● TASK TO CARRY OUT
Find every line in the records below that contains the word "shirt", and copy each of those lines.

** START PROVIDED MATERIAL **

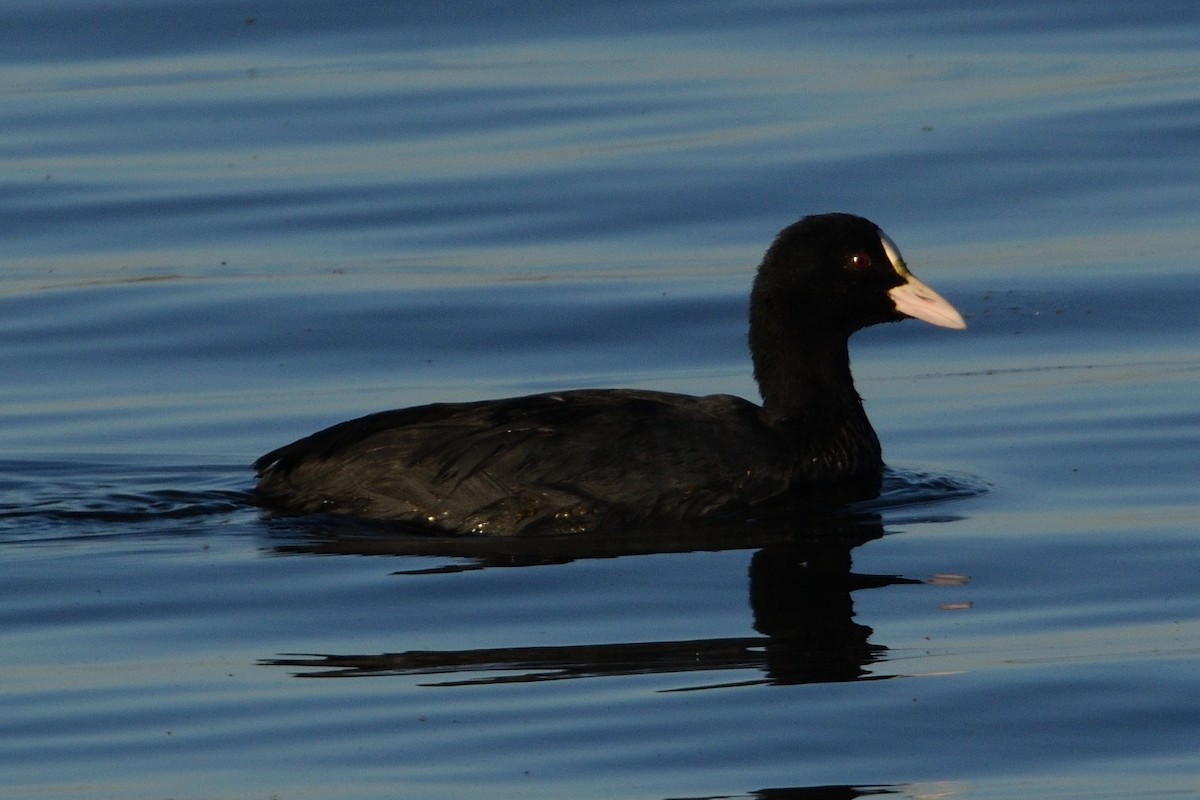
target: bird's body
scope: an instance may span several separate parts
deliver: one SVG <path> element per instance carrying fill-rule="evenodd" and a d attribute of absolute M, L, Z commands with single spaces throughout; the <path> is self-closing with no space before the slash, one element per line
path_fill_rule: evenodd
<path fill-rule="evenodd" d="M 883 461 L 847 339 L 906 315 L 964 326 L 872 223 L 808 217 L 767 252 L 751 295 L 763 405 L 576 390 L 383 411 L 263 456 L 258 495 L 284 512 L 496 535 L 874 497 Z"/>

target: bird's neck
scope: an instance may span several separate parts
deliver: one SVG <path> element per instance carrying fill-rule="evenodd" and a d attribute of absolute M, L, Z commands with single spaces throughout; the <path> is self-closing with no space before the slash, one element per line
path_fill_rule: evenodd
<path fill-rule="evenodd" d="M 880 441 L 866 419 L 850 372 L 846 338 L 804 336 L 784 357 L 755 356 L 755 378 L 768 425 L 792 440 L 816 476 L 874 474 L 882 468 Z"/>

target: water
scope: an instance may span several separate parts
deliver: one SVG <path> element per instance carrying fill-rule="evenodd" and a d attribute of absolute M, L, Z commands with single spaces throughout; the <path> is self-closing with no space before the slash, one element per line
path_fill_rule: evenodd
<path fill-rule="evenodd" d="M 1190 4 L 43 6 L 0 7 L 0 795 L 1200 794 Z M 754 396 L 751 271 L 826 210 L 971 324 L 856 337 L 878 501 L 245 503 L 372 410 Z"/>

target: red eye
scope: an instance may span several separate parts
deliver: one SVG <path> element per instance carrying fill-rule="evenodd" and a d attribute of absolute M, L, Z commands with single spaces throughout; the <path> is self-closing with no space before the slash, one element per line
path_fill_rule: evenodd
<path fill-rule="evenodd" d="M 856 272 L 862 272 L 870 269 L 871 257 L 864 252 L 858 252 L 846 259 L 846 266 L 854 270 Z"/>

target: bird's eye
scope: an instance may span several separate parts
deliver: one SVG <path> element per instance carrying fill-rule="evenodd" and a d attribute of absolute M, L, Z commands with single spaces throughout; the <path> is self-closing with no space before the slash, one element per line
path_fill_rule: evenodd
<path fill-rule="evenodd" d="M 870 269 L 871 257 L 868 255 L 865 252 L 859 251 L 846 259 L 846 266 L 854 270 L 856 272 L 863 272 L 864 270 Z"/>

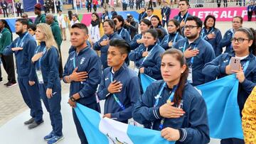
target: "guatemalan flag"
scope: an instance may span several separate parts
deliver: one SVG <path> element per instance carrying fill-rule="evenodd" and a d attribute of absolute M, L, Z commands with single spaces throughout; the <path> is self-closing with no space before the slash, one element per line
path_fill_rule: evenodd
<path fill-rule="evenodd" d="M 89 143 L 175 143 L 164 139 L 160 131 L 102 118 L 102 114 L 78 103 L 75 111 Z"/>
<path fill-rule="evenodd" d="M 143 89 L 154 81 L 141 74 Z M 238 80 L 230 75 L 196 87 L 204 98 L 208 111 L 210 136 L 214 138 L 243 139 L 237 101 Z M 161 138 L 160 131 L 122 123 L 77 104 L 75 111 L 89 143 L 174 144 Z"/>
<path fill-rule="evenodd" d="M 143 91 L 155 79 L 141 74 Z M 206 103 L 210 136 L 243 139 L 238 104 L 238 80 L 235 74 L 197 86 Z"/>

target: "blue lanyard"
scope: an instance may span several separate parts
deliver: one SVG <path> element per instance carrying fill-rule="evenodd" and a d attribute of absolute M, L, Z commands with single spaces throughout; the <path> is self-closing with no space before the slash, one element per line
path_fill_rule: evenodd
<path fill-rule="evenodd" d="M 111 82 L 113 82 L 113 74 L 111 72 Z M 113 94 L 113 96 L 114 99 L 114 101 L 118 104 L 118 105 L 119 105 L 119 106 L 121 107 L 121 109 L 124 111 L 125 109 L 124 106 L 121 103 L 121 101 L 119 100 L 119 99 L 117 97 L 117 96 Z"/>
<path fill-rule="evenodd" d="M 173 41 L 173 45 L 175 44 L 176 42 L 176 39 L 177 39 L 178 33 L 176 32 L 176 34 L 175 35 L 174 41 Z M 169 43 L 169 39 L 170 39 L 170 34 L 168 35 L 168 40 L 167 40 L 167 43 Z"/>
<path fill-rule="evenodd" d="M 161 94 L 162 94 L 163 92 L 163 90 L 164 90 L 164 87 L 166 85 L 166 83 L 164 82 L 164 84 L 161 86 L 161 89 L 159 91 L 159 93 L 157 94 L 156 96 L 156 101 L 155 101 L 155 104 L 154 104 L 154 107 L 156 107 L 157 105 L 158 105 L 158 103 L 159 101 L 159 98 L 160 98 L 160 96 Z M 169 96 L 169 97 L 167 99 L 167 101 L 172 101 L 174 100 L 174 94 L 176 92 L 176 91 L 178 89 L 178 85 L 175 86 L 173 89 L 173 90 L 171 91 L 171 93 Z M 164 120 L 165 118 L 164 118 L 163 119 L 161 120 L 161 123 L 160 123 L 160 125 L 159 125 L 159 129 L 161 130 L 163 128 L 163 126 L 164 126 Z"/>
<path fill-rule="evenodd" d="M 73 58 L 73 67 L 74 67 L 74 69 L 76 68 L 76 65 L 75 65 L 75 55 L 77 55 L 77 54 L 75 53 L 74 58 Z"/>
<path fill-rule="evenodd" d="M 244 73 L 245 73 L 245 71 L 247 68 L 248 67 L 250 60 L 247 60 L 243 65 L 242 65 L 242 70 L 244 71 Z"/>
<path fill-rule="evenodd" d="M 149 51 L 149 54 L 145 57 L 145 58 L 143 59 L 143 61 L 142 61 L 142 64 L 140 65 L 141 67 L 142 67 L 144 62 L 146 61 L 146 60 L 147 59 L 147 57 L 149 57 L 151 52 L 153 51 L 153 50 L 154 49 L 154 48 L 156 48 L 156 45 L 157 45 L 157 43 L 156 43 L 156 45 L 154 45 L 154 46 L 153 47 L 153 48 Z"/>
<path fill-rule="evenodd" d="M 186 14 L 184 22 L 186 21 L 186 18 L 188 18 L 188 12 L 187 12 L 187 13 Z M 178 21 L 179 21 L 179 18 L 180 18 L 180 16 L 178 16 Z M 182 19 L 183 19 L 183 18 L 181 18 L 181 21 L 182 21 Z"/>
<path fill-rule="evenodd" d="M 182 52 L 185 52 L 186 46 L 186 42 L 185 42 L 184 45 L 183 45 L 183 48 L 182 48 Z"/>
<path fill-rule="evenodd" d="M 194 46 L 194 48 L 193 48 L 193 50 L 195 49 L 196 48 L 196 45 L 195 45 L 195 46 Z M 194 59 L 194 57 L 191 57 L 191 67 L 192 67 L 193 63 L 193 59 Z"/>
<path fill-rule="evenodd" d="M 213 30 L 214 30 L 214 28 L 213 28 L 208 33 L 210 33 L 210 32 L 212 32 Z M 208 34 L 208 33 L 206 33 L 206 35 L 205 36 L 203 36 L 204 31 L 205 31 L 203 29 L 202 37 L 201 37 L 202 39 L 205 39 L 206 38 L 206 36 L 207 36 L 207 34 Z"/>
<path fill-rule="evenodd" d="M 16 43 L 16 47 L 20 47 L 21 43 L 22 43 L 22 42 L 24 40 L 24 38 L 28 35 L 28 32 L 27 32 L 27 33 L 25 34 L 25 35 L 24 35 L 23 38 L 21 39 L 21 38 L 18 38 L 18 42 Z"/>
<path fill-rule="evenodd" d="M 36 53 L 35 53 L 35 54 L 38 53 L 38 52 L 39 52 L 39 48 L 40 48 L 40 46 L 38 47 L 38 49 L 37 49 L 37 50 L 36 51 Z M 44 55 L 44 54 L 45 54 L 46 52 L 46 46 L 43 48 L 43 56 Z M 43 57 L 43 56 L 42 56 L 42 57 Z M 40 69 L 41 69 L 41 58 L 42 58 L 42 57 L 40 57 L 40 58 L 39 58 L 39 60 L 38 60 L 38 70 L 40 70 Z"/>
<path fill-rule="evenodd" d="M 230 31 L 232 33 L 232 38 L 234 36 L 234 30 L 233 28 L 230 29 Z M 233 48 L 232 48 L 232 43 L 230 44 L 230 50 L 232 50 Z"/>
<path fill-rule="evenodd" d="M 168 9 L 167 7 L 166 7 L 165 11 L 164 11 L 164 14 L 166 14 L 166 13 L 167 12 L 167 9 Z"/>
<path fill-rule="evenodd" d="M 145 16 L 145 14 L 146 14 L 146 12 L 144 12 L 142 16 L 142 19 L 143 19 L 143 17 Z"/>
<path fill-rule="evenodd" d="M 121 30 L 121 31 L 120 31 L 119 34 L 118 34 L 118 35 L 120 35 L 121 37 L 122 37 L 121 34 L 122 34 L 122 32 L 123 31 L 123 30 L 124 30 L 124 28 L 122 28 L 122 30 Z"/>

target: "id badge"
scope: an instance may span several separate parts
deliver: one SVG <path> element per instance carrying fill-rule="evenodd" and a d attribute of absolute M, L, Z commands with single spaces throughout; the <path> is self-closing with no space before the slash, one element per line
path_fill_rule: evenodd
<path fill-rule="evenodd" d="M 36 76 L 37 76 L 38 79 L 38 83 L 39 84 L 43 84 L 42 71 L 41 70 L 36 70 Z"/>
<path fill-rule="evenodd" d="M 192 79 L 192 67 L 190 66 L 188 67 L 188 82 L 191 84 L 193 83 L 193 79 Z"/>
<path fill-rule="evenodd" d="M 139 74 L 139 70 L 137 67 L 134 67 L 134 71 L 137 74 Z"/>

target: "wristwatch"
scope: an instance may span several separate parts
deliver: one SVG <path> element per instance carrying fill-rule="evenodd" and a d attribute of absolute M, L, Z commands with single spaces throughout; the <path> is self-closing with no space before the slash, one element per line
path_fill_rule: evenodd
<path fill-rule="evenodd" d="M 70 99 L 72 101 L 75 102 L 75 99 L 73 96 Z"/>

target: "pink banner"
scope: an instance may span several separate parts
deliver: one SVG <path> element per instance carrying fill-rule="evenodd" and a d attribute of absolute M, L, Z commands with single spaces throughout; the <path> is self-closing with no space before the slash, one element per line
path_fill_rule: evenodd
<path fill-rule="evenodd" d="M 235 16 L 242 16 L 244 21 L 247 21 L 247 7 L 231 7 L 231 8 L 203 8 L 189 9 L 188 12 L 193 16 L 196 16 L 203 21 L 208 15 L 213 15 L 217 21 L 231 21 Z M 178 13 L 178 9 L 172 9 L 171 18 L 174 18 Z M 252 20 L 255 16 L 252 15 Z"/>

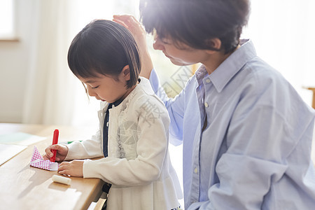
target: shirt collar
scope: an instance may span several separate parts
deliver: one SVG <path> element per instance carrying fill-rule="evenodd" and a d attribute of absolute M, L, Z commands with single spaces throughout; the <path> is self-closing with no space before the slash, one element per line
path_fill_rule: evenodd
<path fill-rule="evenodd" d="M 196 78 L 199 85 L 205 77 L 210 78 L 214 88 L 218 92 L 253 57 L 256 56 L 256 52 L 251 40 L 241 40 L 241 47 L 232 53 L 220 66 L 210 75 L 206 76 L 207 72 L 204 66 L 201 66 L 196 71 Z"/>

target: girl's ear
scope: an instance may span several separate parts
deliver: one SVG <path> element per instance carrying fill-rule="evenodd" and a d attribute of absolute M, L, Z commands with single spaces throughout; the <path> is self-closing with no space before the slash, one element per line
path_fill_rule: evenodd
<path fill-rule="evenodd" d="M 123 78 L 124 80 L 128 81 L 130 80 L 130 69 L 129 65 L 125 65 L 122 70 L 121 71 L 121 76 Z"/>

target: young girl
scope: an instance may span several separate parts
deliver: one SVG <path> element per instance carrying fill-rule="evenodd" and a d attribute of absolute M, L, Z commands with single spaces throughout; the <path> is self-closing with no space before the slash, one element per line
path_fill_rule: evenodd
<path fill-rule="evenodd" d="M 139 78 L 138 48 L 124 27 L 109 20 L 88 24 L 73 40 L 69 66 L 91 97 L 101 100 L 99 131 L 91 139 L 57 150 L 58 172 L 99 178 L 111 184 L 107 209 L 178 209 L 181 191 L 168 153 L 169 118 L 149 81 Z"/>

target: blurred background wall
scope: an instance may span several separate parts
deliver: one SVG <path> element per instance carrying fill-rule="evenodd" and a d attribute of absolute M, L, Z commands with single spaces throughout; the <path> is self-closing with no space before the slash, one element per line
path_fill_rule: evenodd
<path fill-rule="evenodd" d="M 6 1 L 6 0 L 1 0 Z M 66 53 L 74 36 L 90 20 L 113 14 L 139 18 L 139 0 L 12 0 L 18 41 L 0 41 L 0 122 L 94 126 L 97 102 L 88 100 L 71 73 Z M 315 86 L 315 1 L 252 0 L 248 26 L 258 55 L 280 71 L 311 106 Z M 0 26 L 1 27 L 1 26 Z M 1 39 L 1 38 L 0 38 Z M 174 76 L 191 66 L 174 66 L 148 43 L 155 68 L 169 94 L 182 85 Z M 186 79 L 188 79 L 186 76 Z"/>

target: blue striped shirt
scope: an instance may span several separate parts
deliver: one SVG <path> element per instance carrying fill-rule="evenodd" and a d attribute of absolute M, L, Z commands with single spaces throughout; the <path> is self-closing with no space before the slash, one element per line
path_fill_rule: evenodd
<path fill-rule="evenodd" d="M 210 75 L 202 66 L 174 99 L 154 69 L 150 80 L 183 144 L 185 209 L 314 209 L 314 111 L 251 41 Z"/>

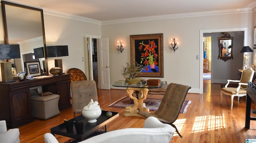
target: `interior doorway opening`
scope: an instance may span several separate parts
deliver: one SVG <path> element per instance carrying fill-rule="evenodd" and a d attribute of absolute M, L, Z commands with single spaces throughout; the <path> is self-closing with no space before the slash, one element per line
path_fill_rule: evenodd
<path fill-rule="evenodd" d="M 97 51 L 97 39 L 92 38 L 92 69 L 93 70 L 93 80 L 96 82 L 96 85 L 98 85 L 98 55 Z"/>
<path fill-rule="evenodd" d="M 211 79 L 212 62 L 212 37 L 204 37 L 203 74 L 204 80 Z"/>

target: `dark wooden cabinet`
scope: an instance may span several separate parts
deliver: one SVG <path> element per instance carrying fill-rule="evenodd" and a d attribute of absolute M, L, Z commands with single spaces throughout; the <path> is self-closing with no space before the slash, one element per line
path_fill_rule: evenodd
<path fill-rule="evenodd" d="M 42 86 L 43 92 L 59 95 L 60 110 L 71 107 L 69 74 L 44 77 L 31 80 L 16 80 L 12 82 L 0 83 L 0 120 L 6 120 L 8 128 L 17 127 L 33 121 L 30 88 Z"/>

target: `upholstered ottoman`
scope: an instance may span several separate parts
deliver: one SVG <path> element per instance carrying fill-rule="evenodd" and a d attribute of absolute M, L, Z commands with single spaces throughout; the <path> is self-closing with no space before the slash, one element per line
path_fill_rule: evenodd
<path fill-rule="evenodd" d="M 36 91 L 30 90 L 30 96 L 33 117 L 46 120 L 60 113 L 58 105 L 59 95 L 42 96 Z"/>

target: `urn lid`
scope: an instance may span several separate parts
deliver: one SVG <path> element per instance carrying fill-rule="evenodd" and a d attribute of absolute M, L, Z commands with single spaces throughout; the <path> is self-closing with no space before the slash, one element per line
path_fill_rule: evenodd
<path fill-rule="evenodd" d="M 92 99 L 88 105 L 84 106 L 83 109 L 85 110 L 94 110 L 99 109 L 100 109 L 100 108 L 98 104 L 99 102 L 97 101 L 94 102 Z"/>

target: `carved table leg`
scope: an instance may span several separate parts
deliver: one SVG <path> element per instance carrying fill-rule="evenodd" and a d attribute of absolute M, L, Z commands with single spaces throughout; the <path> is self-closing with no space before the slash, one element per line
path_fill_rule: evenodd
<path fill-rule="evenodd" d="M 139 97 L 139 100 L 132 96 L 134 90 L 140 90 L 141 91 L 142 95 Z M 141 117 L 137 114 L 138 110 L 138 107 L 141 111 L 149 112 L 149 109 L 146 107 L 146 104 L 143 101 L 147 98 L 147 94 L 148 90 L 147 88 L 127 88 L 126 89 L 127 93 L 129 94 L 130 98 L 133 100 L 134 104 L 133 106 L 128 106 L 125 108 L 124 116 L 138 116 Z"/>
<path fill-rule="evenodd" d="M 141 96 L 139 97 L 139 108 L 140 111 L 149 112 L 149 109 L 146 108 L 146 104 L 143 102 L 143 101 L 147 98 L 148 90 L 147 88 L 142 88 L 143 89 L 141 91 Z"/>
<path fill-rule="evenodd" d="M 138 110 L 138 99 L 132 96 L 134 90 L 132 88 L 127 88 L 126 89 L 127 93 L 129 94 L 130 98 L 133 100 L 134 104 L 133 106 L 128 106 L 125 108 L 124 116 L 137 116 L 137 113 L 139 111 Z"/>

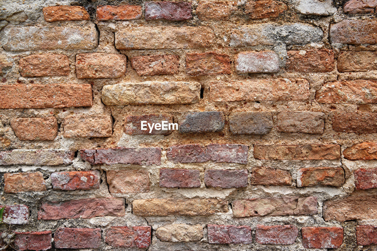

** END PROVIDED MATERIAL **

● RESULT BELOW
target: shirt collar
target: blue striped shirt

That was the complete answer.